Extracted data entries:
------------

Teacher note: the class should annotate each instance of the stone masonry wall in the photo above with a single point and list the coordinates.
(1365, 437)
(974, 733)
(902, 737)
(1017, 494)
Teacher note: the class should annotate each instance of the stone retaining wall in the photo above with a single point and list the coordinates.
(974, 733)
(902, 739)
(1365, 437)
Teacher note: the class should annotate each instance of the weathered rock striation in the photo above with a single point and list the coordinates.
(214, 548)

------------

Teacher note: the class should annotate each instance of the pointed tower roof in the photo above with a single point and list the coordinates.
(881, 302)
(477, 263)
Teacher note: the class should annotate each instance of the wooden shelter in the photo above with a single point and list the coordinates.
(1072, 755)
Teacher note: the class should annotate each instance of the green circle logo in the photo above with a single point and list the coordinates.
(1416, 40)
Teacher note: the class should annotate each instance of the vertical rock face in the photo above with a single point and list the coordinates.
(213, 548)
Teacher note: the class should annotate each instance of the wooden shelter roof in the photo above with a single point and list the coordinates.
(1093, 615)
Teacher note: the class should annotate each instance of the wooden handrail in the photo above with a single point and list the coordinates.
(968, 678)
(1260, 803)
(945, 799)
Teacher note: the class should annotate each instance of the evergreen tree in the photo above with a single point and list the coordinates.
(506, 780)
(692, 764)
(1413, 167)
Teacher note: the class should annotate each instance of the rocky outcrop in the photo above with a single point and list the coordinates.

------------

- [Problem] How many of the lines above contain the word "wall"? Reply with the number alone.

- [Result below] 2